> [TASK GOAL]:
Return each line of the material below that contains the string "phrase".

> [THE INPUT]:
======

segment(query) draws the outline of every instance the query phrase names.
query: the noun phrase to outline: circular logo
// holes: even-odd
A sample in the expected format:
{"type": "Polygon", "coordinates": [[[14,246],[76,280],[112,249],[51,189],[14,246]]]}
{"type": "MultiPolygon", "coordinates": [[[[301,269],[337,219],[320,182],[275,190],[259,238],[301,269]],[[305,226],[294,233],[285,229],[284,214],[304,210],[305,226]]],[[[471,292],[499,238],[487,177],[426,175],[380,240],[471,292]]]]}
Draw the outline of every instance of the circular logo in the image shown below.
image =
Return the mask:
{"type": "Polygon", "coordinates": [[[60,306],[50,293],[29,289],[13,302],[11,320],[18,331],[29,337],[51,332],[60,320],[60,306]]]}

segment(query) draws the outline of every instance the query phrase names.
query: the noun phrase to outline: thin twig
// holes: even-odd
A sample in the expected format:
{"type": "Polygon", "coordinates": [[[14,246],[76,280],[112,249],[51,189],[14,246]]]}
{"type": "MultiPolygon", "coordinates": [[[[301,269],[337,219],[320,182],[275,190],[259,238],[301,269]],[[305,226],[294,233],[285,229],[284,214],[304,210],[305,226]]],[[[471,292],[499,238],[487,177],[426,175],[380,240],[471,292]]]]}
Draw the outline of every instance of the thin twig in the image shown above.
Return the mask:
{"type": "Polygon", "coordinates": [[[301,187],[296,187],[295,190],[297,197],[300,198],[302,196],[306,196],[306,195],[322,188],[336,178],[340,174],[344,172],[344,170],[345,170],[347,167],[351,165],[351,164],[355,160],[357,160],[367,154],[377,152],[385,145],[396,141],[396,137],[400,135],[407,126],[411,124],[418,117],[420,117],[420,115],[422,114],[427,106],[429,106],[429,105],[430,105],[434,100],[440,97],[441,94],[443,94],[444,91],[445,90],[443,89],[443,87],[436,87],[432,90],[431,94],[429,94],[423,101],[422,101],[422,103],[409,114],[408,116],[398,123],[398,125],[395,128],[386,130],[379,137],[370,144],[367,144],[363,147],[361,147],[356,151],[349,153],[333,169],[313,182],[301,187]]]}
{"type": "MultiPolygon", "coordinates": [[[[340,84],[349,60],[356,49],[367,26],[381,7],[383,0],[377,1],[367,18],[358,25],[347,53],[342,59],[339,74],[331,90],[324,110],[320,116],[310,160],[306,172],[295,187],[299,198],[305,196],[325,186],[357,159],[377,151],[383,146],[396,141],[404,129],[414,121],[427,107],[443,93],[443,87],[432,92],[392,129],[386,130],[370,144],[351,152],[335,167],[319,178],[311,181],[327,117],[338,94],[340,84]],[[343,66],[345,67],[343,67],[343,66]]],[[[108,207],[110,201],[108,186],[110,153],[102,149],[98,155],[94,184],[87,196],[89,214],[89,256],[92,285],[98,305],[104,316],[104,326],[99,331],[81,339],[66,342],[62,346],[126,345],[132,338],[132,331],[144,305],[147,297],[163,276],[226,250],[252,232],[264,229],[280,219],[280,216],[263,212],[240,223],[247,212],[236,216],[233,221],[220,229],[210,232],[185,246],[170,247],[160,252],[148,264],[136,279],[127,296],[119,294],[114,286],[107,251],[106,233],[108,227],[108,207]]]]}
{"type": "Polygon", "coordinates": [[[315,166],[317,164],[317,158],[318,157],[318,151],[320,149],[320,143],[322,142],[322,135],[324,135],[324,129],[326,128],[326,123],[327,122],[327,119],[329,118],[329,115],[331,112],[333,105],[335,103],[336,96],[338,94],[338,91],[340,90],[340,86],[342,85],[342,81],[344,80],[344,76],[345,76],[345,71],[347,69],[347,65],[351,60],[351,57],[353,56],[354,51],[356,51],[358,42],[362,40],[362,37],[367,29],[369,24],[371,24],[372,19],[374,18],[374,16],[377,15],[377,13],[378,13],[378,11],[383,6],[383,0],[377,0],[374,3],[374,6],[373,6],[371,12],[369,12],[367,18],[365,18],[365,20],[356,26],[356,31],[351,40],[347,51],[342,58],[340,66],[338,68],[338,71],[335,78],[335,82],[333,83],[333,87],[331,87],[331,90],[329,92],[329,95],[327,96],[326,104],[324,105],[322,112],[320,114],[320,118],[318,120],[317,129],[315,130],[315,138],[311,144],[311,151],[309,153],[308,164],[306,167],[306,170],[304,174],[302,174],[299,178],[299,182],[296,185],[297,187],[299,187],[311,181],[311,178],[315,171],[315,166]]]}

======

> [ANSWER TO THIS EXERCISE]:
segment(query) draws the outline of every instance the query phrase names.
query: the noun phrase to outline: circular logo
segment(query) draws the outline of every instance the query phrase names.
query: the noun phrase to outline: thin twig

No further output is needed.